> Problem details: Scan the material below, then work out how many of its lines contain the word "cone"; reply with that number only.

....

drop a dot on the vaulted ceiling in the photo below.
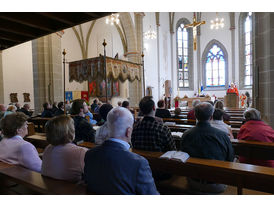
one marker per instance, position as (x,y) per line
(20,27)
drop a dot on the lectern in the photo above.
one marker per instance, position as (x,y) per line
(232,100)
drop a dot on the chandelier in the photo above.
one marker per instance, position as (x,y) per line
(217,23)
(113,18)
(150,34)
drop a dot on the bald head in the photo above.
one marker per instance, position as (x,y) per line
(119,122)
(204,111)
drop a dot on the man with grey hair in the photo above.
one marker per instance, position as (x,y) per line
(191,113)
(255,129)
(207,142)
(111,168)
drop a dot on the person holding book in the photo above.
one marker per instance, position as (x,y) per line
(111,168)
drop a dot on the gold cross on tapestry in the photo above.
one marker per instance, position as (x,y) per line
(194,25)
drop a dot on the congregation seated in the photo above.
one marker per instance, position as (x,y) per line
(13,148)
(161,111)
(191,113)
(205,141)
(149,134)
(217,122)
(83,129)
(60,110)
(11,109)
(255,129)
(177,113)
(94,107)
(62,159)
(220,105)
(25,110)
(47,110)
(102,132)
(111,169)
(2,110)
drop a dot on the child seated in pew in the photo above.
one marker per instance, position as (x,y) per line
(13,148)
(62,159)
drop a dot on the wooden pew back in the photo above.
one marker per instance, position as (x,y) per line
(38,183)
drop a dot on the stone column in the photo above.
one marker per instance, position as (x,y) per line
(47,70)
(1,80)
(232,29)
(135,87)
(263,72)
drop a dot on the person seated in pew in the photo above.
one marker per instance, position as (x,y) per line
(149,134)
(111,169)
(54,108)
(47,110)
(102,132)
(83,129)
(220,105)
(91,120)
(94,107)
(191,113)
(62,159)
(255,129)
(207,142)
(161,111)
(2,110)
(177,113)
(13,148)
(11,109)
(217,122)
(60,110)
(25,110)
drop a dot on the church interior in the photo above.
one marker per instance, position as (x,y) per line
(177,57)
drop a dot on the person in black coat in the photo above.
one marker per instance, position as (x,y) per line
(83,129)
(161,111)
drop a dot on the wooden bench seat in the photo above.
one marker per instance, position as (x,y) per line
(38,183)
(231,173)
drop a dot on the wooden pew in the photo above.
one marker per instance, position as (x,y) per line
(37,183)
(253,149)
(230,173)
(234,124)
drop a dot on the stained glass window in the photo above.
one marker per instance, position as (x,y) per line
(248,50)
(215,67)
(183,56)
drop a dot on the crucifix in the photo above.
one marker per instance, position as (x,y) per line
(194,25)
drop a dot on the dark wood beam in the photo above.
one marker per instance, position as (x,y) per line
(61,17)
(31,20)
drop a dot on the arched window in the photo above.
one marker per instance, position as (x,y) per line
(245,37)
(215,66)
(184,46)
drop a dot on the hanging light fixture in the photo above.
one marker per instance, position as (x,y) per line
(150,34)
(113,18)
(217,23)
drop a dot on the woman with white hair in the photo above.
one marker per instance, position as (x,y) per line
(255,129)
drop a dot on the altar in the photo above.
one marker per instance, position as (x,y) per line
(189,100)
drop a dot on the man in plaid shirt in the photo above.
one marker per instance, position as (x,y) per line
(149,134)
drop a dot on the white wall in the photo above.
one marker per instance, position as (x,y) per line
(18,72)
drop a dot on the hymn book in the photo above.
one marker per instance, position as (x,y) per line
(177,155)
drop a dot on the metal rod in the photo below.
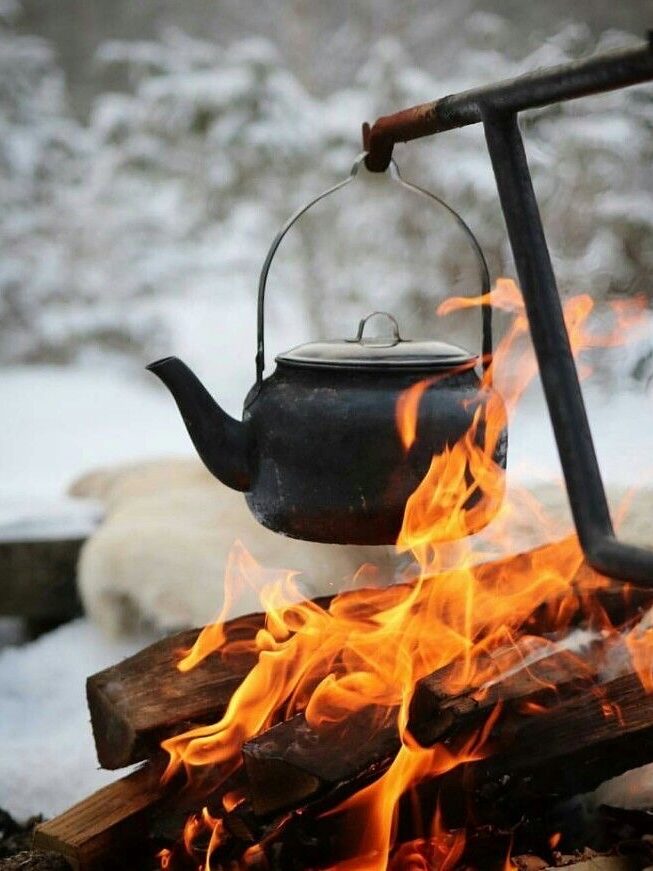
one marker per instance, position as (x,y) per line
(557,368)
(594,75)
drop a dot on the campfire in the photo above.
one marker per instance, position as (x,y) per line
(437,723)
(441,723)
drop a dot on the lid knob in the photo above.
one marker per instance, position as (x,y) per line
(396,338)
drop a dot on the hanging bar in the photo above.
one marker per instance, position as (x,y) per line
(593,75)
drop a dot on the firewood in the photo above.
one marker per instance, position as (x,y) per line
(140,701)
(291,763)
(569,749)
(137,703)
(39,579)
(106,830)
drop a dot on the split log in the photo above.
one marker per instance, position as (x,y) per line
(567,750)
(39,579)
(106,830)
(144,699)
(137,703)
(292,763)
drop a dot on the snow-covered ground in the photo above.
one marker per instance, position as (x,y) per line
(59,423)
(47,757)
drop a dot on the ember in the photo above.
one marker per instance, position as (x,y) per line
(344,677)
(438,723)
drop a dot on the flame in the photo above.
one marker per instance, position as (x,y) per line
(369,647)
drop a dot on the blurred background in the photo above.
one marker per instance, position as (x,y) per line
(150,151)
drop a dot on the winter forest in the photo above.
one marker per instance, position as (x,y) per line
(150,150)
(137,213)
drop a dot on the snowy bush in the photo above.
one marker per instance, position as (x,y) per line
(144,230)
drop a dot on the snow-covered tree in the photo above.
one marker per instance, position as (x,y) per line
(144,230)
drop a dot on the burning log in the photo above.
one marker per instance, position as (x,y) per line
(98,833)
(137,703)
(291,763)
(572,748)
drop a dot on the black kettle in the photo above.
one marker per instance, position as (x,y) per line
(318,453)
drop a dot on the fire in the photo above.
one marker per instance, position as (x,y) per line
(370,647)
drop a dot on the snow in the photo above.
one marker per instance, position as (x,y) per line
(141,233)
(48,759)
(77,418)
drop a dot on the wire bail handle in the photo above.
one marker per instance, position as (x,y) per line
(394,175)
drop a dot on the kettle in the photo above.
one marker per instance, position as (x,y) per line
(318,453)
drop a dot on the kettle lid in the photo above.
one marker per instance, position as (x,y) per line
(379,352)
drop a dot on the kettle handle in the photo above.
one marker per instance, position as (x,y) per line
(486,310)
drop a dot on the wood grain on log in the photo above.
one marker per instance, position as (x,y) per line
(105,830)
(137,703)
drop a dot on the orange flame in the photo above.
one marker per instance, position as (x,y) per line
(371,646)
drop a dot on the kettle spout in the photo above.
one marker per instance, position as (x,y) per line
(221,441)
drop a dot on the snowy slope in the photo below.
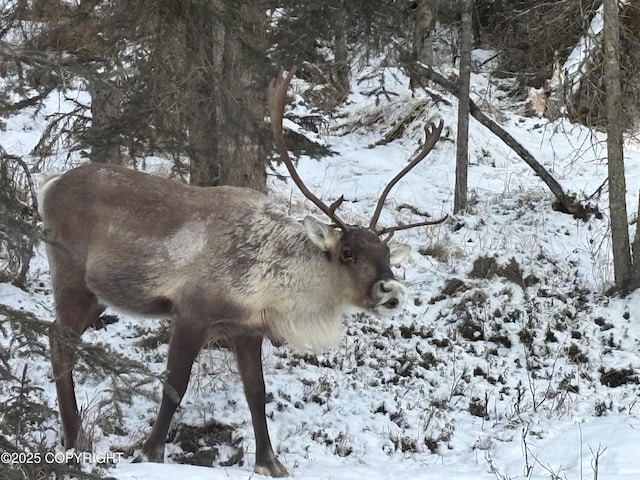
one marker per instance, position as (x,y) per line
(488,373)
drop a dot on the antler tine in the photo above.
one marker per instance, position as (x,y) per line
(277,94)
(391,230)
(432,133)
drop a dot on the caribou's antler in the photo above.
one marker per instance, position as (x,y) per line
(277,94)
(432,133)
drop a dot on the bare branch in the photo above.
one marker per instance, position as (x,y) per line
(391,230)
(277,94)
(432,134)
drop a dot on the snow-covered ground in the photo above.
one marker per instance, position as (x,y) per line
(497,368)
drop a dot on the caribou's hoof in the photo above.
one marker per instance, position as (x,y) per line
(149,457)
(272,469)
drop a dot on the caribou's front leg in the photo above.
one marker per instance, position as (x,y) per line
(186,341)
(248,351)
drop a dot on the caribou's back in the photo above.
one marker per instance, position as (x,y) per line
(153,246)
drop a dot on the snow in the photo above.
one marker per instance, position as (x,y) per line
(413,396)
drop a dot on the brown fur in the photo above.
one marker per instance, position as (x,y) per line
(221,261)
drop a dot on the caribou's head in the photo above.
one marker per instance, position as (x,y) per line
(362,264)
(362,259)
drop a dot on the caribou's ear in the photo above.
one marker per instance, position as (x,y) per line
(324,236)
(399,253)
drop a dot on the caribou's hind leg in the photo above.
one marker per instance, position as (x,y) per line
(76,308)
(248,351)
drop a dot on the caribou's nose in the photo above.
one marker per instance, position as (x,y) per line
(390,296)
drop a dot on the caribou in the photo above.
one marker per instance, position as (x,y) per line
(224,263)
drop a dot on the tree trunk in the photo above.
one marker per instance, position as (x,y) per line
(615,163)
(341,52)
(565,203)
(225,127)
(464,81)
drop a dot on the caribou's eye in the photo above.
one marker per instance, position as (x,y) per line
(346,255)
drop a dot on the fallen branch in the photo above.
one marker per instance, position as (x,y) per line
(564,203)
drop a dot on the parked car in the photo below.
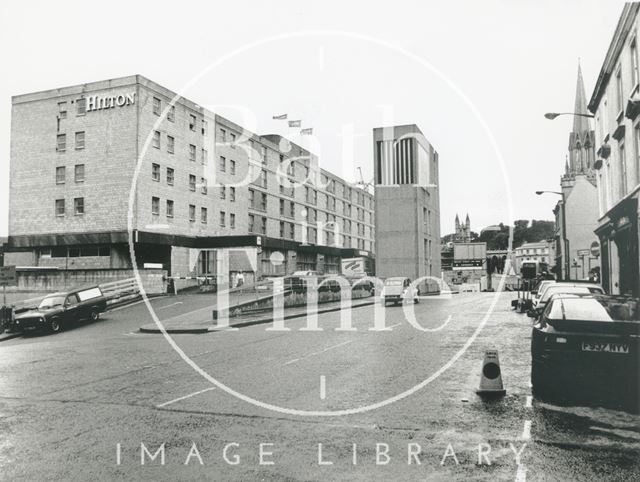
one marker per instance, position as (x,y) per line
(586,342)
(567,287)
(62,309)
(397,290)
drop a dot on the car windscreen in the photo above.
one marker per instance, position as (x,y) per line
(553,289)
(592,309)
(51,302)
(393,282)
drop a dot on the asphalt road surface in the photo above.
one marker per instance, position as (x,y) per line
(90,402)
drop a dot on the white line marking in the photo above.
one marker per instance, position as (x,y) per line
(318,352)
(127,306)
(526,431)
(185,397)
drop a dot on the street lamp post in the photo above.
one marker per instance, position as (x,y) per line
(565,241)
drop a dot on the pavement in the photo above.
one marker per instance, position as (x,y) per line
(255,403)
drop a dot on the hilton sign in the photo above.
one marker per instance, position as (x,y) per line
(96,102)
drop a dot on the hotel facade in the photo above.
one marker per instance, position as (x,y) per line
(615,103)
(97,165)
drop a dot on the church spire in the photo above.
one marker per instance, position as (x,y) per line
(580,123)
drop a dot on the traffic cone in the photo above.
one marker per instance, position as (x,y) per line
(491,376)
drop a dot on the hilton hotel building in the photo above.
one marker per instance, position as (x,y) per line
(74,161)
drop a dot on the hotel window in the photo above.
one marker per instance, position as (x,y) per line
(619,91)
(263,178)
(634,63)
(157,106)
(61,143)
(623,171)
(80,140)
(59,207)
(79,172)
(78,206)
(61,174)
(81,106)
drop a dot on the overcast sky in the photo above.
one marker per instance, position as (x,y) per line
(468,73)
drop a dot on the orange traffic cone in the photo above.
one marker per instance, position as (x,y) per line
(491,376)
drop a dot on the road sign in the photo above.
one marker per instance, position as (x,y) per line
(8,276)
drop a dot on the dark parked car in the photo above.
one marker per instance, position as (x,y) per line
(61,309)
(587,345)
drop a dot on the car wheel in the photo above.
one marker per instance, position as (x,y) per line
(55,325)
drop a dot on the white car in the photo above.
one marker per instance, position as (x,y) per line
(398,290)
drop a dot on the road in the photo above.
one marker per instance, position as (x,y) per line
(78,405)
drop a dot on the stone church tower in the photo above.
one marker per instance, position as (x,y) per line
(463,231)
(581,139)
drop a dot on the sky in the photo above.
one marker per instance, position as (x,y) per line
(475,76)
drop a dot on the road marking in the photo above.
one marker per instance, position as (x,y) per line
(172,304)
(318,352)
(185,397)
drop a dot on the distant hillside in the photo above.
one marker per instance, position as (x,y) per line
(522,233)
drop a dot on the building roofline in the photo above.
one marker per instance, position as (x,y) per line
(629,12)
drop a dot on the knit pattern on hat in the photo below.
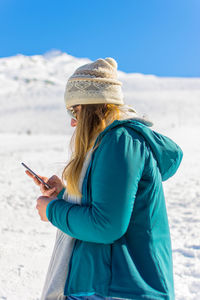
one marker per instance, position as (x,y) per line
(94,83)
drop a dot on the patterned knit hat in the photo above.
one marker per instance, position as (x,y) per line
(93,83)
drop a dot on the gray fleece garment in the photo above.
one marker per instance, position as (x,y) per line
(58,267)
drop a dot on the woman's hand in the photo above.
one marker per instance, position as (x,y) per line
(41,206)
(54,182)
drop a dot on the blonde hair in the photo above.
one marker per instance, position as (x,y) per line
(93,119)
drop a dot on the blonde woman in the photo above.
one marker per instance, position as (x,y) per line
(113,238)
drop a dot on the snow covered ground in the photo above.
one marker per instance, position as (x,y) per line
(35,129)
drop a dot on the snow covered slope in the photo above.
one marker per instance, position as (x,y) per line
(32,89)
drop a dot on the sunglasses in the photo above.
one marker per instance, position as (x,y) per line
(71,111)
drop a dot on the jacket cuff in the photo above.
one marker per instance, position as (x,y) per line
(60,195)
(49,209)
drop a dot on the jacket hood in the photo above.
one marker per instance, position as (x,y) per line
(166,152)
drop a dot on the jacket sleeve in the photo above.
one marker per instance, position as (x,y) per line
(117,168)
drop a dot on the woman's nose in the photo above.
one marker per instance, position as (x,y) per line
(73,122)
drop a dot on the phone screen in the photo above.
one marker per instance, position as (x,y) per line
(40,179)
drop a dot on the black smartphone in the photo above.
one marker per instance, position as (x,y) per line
(40,179)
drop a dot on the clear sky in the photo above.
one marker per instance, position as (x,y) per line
(160,37)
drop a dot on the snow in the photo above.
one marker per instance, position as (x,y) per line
(35,129)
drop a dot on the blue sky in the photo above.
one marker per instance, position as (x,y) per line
(160,37)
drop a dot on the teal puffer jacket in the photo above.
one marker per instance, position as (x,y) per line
(123,246)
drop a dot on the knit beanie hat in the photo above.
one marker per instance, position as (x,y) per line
(93,83)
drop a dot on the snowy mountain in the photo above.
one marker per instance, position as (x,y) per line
(32,89)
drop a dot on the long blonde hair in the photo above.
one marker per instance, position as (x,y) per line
(93,119)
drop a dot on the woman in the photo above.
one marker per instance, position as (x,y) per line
(113,238)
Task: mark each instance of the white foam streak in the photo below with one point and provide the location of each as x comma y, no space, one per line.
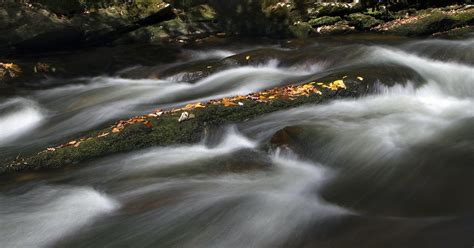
26,116
42,216
444,78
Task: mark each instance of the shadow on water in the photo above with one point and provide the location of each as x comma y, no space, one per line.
390,169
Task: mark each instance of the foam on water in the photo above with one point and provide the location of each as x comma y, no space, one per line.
17,117
44,215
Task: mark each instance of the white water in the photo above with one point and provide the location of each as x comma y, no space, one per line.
358,170
44,215
24,118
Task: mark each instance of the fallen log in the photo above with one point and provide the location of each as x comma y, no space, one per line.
187,124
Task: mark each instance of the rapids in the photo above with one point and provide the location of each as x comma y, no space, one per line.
390,169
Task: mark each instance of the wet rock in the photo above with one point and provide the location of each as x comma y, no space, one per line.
338,28
301,30
362,22
324,20
337,9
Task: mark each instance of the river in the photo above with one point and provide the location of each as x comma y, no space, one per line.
394,168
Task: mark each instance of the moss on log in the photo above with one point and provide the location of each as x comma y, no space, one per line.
163,128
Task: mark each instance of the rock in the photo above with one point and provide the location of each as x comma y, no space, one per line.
301,30
201,13
338,28
337,9
325,20
362,22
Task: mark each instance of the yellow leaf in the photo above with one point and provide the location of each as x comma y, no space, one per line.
339,84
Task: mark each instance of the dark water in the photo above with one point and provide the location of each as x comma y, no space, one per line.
391,169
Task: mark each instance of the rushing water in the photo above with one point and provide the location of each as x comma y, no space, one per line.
391,169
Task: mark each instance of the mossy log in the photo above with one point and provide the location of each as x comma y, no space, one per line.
163,128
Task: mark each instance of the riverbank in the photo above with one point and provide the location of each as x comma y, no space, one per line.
33,58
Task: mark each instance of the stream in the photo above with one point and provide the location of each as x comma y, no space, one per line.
394,168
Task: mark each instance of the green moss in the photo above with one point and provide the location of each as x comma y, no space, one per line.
301,30
362,22
168,131
434,23
337,10
325,20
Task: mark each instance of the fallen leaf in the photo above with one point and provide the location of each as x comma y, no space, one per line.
148,124
103,135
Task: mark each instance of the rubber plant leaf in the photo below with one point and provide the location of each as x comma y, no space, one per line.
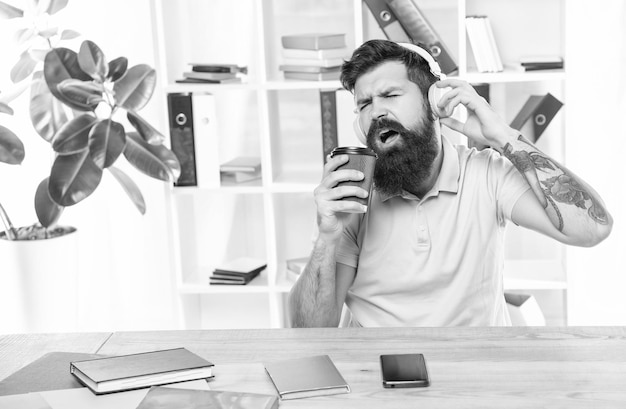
74,135
92,60
131,189
8,11
46,112
73,178
48,212
80,95
69,34
56,5
23,68
155,161
61,64
106,142
117,68
135,88
5,109
149,133
11,148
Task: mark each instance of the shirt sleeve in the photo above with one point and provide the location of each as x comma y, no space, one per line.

....

> Completed exercise: 2